** BEGIN **
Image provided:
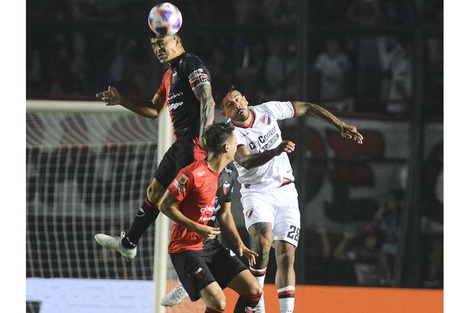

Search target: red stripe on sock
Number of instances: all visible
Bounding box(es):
[144,197,157,209]
[250,267,267,277]
[277,290,295,298]
[204,307,225,313]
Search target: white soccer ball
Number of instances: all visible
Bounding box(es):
[148,2,183,36]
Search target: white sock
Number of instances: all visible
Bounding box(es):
[250,266,267,313]
[277,286,295,313]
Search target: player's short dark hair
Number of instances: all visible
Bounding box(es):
[149,30,183,42]
[215,85,238,109]
[202,123,234,153]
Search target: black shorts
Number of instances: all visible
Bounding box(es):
[170,244,248,301]
[155,138,206,188]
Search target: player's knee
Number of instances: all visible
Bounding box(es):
[276,246,295,267]
[147,180,165,206]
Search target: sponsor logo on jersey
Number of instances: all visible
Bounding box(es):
[259,115,271,125]
[222,182,230,195]
[135,208,145,217]
[248,126,280,152]
[173,179,186,192]
[178,174,188,185]
[188,68,209,88]
[168,101,183,111]
[194,267,202,279]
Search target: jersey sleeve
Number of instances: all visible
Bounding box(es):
[183,55,211,89]
[157,69,171,98]
[256,101,295,120]
[168,168,194,202]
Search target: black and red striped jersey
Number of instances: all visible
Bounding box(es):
[157,52,210,140]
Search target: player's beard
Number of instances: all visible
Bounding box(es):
[232,108,250,122]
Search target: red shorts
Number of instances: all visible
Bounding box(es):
[155,138,206,188]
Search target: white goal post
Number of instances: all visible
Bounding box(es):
[26,100,203,313]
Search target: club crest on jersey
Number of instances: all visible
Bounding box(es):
[222,182,230,195]
[259,115,271,125]
[178,174,188,185]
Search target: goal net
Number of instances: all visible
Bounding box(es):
[26,101,204,312]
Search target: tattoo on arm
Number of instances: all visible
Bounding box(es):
[302,102,342,128]
[194,84,215,137]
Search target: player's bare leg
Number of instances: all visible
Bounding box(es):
[248,222,273,313]
[95,179,166,259]
[274,240,295,313]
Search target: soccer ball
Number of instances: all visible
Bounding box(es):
[148,2,183,36]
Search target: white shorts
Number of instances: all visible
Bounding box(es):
[241,183,300,247]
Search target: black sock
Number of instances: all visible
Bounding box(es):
[122,197,160,249]
[233,293,263,313]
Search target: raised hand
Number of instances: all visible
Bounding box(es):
[96,86,121,105]
[276,140,295,155]
[196,225,220,240]
[238,245,258,266]
[341,123,364,144]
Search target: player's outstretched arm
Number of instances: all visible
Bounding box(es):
[160,190,220,240]
[292,101,364,144]
[96,86,166,118]
[235,140,295,169]
[217,202,258,266]
[193,83,215,138]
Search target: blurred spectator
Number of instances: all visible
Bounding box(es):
[381,0,414,26]
[346,0,384,26]
[314,0,349,26]
[375,188,405,285]
[311,38,351,110]
[423,37,444,116]
[379,41,413,114]
[345,0,385,111]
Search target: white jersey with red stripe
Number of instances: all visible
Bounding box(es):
[229,101,295,194]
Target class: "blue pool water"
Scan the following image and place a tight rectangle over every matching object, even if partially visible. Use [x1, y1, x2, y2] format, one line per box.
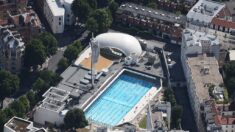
** END **
WHAT YOU SHOULD DO:
Show each line of the entries above that contains the string "ball". Matches are case-sensitive.

EXPECTED ANSWER:
Search target: white soccer ball
Search target: soccer ball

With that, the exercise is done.